··· PROVIDED INFORMATION
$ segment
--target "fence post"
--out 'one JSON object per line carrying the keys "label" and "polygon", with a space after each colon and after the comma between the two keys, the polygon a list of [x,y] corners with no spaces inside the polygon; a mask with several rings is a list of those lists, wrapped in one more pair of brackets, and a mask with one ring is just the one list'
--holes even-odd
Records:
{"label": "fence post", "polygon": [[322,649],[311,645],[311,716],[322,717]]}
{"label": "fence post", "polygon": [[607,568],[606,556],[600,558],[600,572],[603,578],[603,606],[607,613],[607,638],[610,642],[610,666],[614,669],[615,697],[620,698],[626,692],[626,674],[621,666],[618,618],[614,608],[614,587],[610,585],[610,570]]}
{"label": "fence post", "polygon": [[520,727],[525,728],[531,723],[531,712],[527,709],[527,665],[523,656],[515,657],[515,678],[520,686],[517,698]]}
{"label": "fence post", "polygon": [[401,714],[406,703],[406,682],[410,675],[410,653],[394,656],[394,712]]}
······
PROBLEM STATEMENT: Select each line of the data above that contains the string "with". Case must match.

OUTPUT OF THE EXERCISE:
--out 'one JSON object per line carrying the keys "label" and "polygon", with a space after each colon and after the comma between the two keys, the polygon a list of [x,y] corners with no spaces inside the polygon; a mask with several rings is a list of those lists, wrapped in one more pair of brackets, and a mask with one ring is just the one list'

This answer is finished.